SHORT TASK →
Transcribe the lines below verbatim, skipping the images.

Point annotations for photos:
————

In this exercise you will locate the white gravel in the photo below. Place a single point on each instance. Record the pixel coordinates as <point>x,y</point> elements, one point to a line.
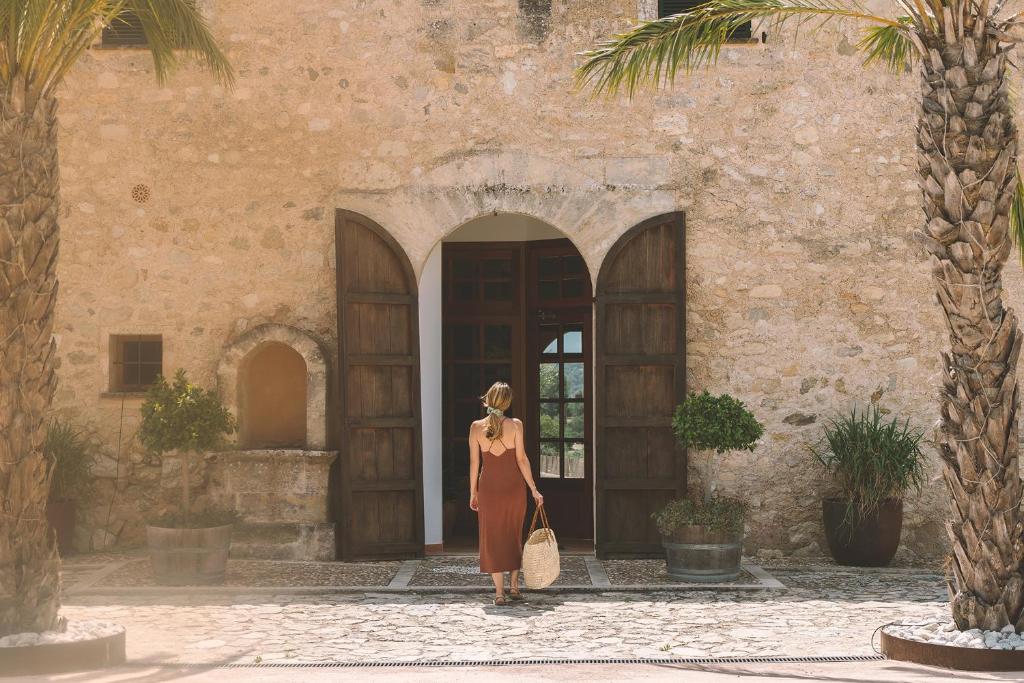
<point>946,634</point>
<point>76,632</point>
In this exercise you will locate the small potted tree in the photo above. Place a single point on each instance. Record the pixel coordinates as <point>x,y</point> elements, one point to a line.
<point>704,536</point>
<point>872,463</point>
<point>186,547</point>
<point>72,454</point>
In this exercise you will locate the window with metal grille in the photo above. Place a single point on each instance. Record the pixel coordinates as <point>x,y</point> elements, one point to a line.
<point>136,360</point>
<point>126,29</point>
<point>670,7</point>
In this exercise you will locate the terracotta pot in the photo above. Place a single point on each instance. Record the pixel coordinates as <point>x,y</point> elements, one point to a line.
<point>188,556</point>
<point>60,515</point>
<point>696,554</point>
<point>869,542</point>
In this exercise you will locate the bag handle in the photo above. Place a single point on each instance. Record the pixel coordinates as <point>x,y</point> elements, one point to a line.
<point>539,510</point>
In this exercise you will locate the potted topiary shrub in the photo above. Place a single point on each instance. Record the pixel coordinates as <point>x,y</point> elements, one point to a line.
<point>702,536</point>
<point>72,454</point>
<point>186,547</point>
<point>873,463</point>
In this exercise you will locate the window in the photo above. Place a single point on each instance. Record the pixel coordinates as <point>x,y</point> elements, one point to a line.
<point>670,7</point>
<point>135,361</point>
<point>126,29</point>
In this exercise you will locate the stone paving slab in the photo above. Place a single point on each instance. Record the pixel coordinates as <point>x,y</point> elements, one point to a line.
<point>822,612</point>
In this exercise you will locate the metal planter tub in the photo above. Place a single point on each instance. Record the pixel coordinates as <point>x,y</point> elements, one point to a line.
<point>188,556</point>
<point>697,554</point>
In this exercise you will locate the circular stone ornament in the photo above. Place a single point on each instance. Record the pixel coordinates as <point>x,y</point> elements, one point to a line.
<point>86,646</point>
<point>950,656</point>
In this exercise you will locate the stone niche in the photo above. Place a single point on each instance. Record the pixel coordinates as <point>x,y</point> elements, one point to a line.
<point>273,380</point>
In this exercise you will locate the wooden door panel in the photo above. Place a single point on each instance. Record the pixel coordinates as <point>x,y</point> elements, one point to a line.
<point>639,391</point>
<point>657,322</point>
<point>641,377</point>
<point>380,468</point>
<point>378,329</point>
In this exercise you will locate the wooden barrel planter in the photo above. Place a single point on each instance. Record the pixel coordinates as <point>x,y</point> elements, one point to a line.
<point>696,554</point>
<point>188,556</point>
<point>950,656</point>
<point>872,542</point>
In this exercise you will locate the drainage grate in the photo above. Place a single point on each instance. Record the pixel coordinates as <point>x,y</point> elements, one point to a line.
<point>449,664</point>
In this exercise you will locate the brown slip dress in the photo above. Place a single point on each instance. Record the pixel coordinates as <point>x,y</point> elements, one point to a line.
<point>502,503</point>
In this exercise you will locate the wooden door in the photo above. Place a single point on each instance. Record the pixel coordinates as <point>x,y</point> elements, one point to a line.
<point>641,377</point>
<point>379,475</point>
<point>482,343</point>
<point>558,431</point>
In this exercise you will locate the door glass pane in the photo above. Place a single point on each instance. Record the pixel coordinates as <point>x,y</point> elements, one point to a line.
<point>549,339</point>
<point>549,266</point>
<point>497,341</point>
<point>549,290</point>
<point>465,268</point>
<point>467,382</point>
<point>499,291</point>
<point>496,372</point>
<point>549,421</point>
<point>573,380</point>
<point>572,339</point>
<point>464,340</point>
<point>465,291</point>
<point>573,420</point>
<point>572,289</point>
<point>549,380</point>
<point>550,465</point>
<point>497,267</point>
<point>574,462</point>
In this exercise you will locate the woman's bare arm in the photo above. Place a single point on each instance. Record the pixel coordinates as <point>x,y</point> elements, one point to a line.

————

ANSWER TO THE TASK →
In this exercise you will locate the white gravel in the photo below. Place a single point on each instance. Record the pixel coordinates as <point>x,y</point> elements, one point to a line.
<point>946,634</point>
<point>76,632</point>
In this exercise you will locate the small potted tree in the photo above. Place a single point on each instance. Record the pixel coordinates as <point>x,y</point> elements, one point to a line.
<point>704,536</point>
<point>872,463</point>
<point>186,547</point>
<point>72,454</point>
In this exercise you will locate the window with metal grille in the photo above. Place a single point on each instance. Record the pixel coordinates as <point>x,y</point> elements, one point to a line.
<point>136,360</point>
<point>126,29</point>
<point>670,7</point>
In this exercise you will locate the terracotta pot in the photo above. Place a single point on each instance. Record the pixel coordinates as <point>x,y</point> elements, one point to a line.
<point>188,556</point>
<point>60,515</point>
<point>696,554</point>
<point>869,542</point>
In this exercise you will locate the bag handle in the photo above. Place a single point on each instance. Record the pixel coordinates as <point>x,y</point> elements, one point to a line.
<point>539,510</point>
In this exercise you will locate the potted topiary shrub in the photo above. Place a single point on each instance. Record the pixel coordinates as <point>x,y</point> elements, one point to a line.
<point>702,536</point>
<point>72,454</point>
<point>186,547</point>
<point>873,463</point>
In this exercise you will locate the window in the photo above. Place a single point on each instance. Record the pixel coordinates as <point>x,y</point> elements, one point to a line.
<point>670,7</point>
<point>135,361</point>
<point>126,29</point>
In this exercise you will locate the stone paving slab in the photo above. Place a single point on each instance. Record the pixel coordinates as <point>x,y</point> elements, one point to a line.
<point>822,612</point>
In this exercise you will locate the metal planter tub in the photo above. Place a single point on each instance. Record the pixel coordinates as <point>x,y</point> elements, one point to a line.
<point>188,556</point>
<point>697,554</point>
In this exercise you will locate the circular stone ornament in the photo above. Place a single point on each instance. Record the pixel coordinates as <point>x,y</point> elements, one point to a line.
<point>86,646</point>
<point>950,656</point>
In this exercise you will locate the stone niche in the photo above. Place a single point on each instance. Record the pixel coordinates as <point>x,y</point> elements, one point to a line.
<point>273,380</point>
In this exercise you will locate the wooden door panel in the photo above. Place a single point on each instance. Record the pixel coordinates as <point>x,y</point> elements, one point to a line.
<point>639,391</point>
<point>657,322</point>
<point>641,377</point>
<point>380,468</point>
<point>378,329</point>
In this exercise you will locate the wooden barrel planter in the photo above. Place a single point on each instance. Record the pixel coordinates as <point>x,y</point> elements, one point to a line.
<point>696,554</point>
<point>188,556</point>
<point>950,656</point>
<point>872,542</point>
In this exercise you will locate the drainage grate in the photo above. Place a single point on each instance. Record the pixel coordinates as <point>x,y</point> elements, one point to a line.
<point>449,664</point>
In this exercise you will locate the brown slip dress in the photo above. Place a single point on each instance. Record the pixel coordinates as <point>x,y</point> elements, one point to a line.
<point>502,503</point>
In this exercise you will locate the wooden door in the photo above. Place a single point on each instance. Record the pixel coordinates as <point>x,y</point> elements, one point to a line.
<point>641,377</point>
<point>379,475</point>
<point>482,343</point>
<point>558,431</point>
In this exercise you will locate the door glass pane in the photo above. Place a single point on each instance. Record the pixel coordinates as <point>x,y</point> elements, one point to a line.
<point>549,339</point>
<point>549,266</point>
<point>497,341</point>
<point>549,290</point>
<point>465,268</point>
<point>467,382</point>
<point>499,291</point>
<point>496,372</point>
<point>549,421</point>
<point>573,380</point>
<point>572,339</point>
<point>464,340</point>
<point>465,291</point>
<point>573,420</point>
<point>572,289</point>
<point>549,380</point>
<point>550,465</point>
<point>497,267</point>
<point>574,462</point>
In this exercise you will locate the woman's bare arm in the photo above. Place a single point on each instance. Record the pixel coordinates as <point>x,y</point> elements, one point to a line.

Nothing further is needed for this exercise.